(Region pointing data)
>>>>
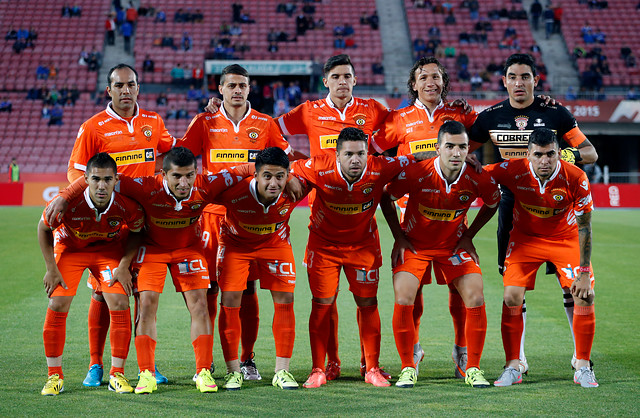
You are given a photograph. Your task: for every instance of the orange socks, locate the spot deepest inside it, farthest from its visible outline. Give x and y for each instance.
(249, 316)
(403, 331)
(475, 331)
(54, 333)
(584, 328)
(511, 331)
(229, 327)
(284, 329)
(98, 321)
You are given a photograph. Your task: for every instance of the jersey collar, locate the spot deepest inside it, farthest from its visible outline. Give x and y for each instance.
(114, 115)
(436, 165)
(253, 188)
(99, 214)
(236, 128)
(343, 113)
(421, 105)
(541, 184)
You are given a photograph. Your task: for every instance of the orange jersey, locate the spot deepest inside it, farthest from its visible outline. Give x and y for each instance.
(413, 129)
(322, 122)
(248, 224)
(436, 214)
(223, 144)
(82, 227)
(343, 213)
(546, 209)
(133, 144)
(173, 224)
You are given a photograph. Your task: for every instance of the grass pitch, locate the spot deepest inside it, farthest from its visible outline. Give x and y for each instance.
(548, 390)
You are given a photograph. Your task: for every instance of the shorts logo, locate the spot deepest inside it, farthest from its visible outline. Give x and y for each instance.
(134, 157)
(521, 122)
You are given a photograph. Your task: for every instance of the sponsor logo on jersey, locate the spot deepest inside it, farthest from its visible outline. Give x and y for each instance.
(134, 157)
(447, 215)
(542, 212)
(423, 145)
(263, 229)
(174, 222)
(233, 155)
(328, 141)
(350, 208)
<<<<
__Work instructions__. Find "of the sponsor" in the records. Copy its line and every line after it, exactly, through the last one.

__Task result__.
You are given a photograph. Your task: for every instance of the sponsor logo on jersey, locate the spot deepest inside it, farthest from its visible outline. Give x and y for each instance.
(134, 157)
(447, 215)
(542, 212)
(423, 145)
(263, 229)
(174, 222)
(233, 155)
(328, 141)
(350, 208)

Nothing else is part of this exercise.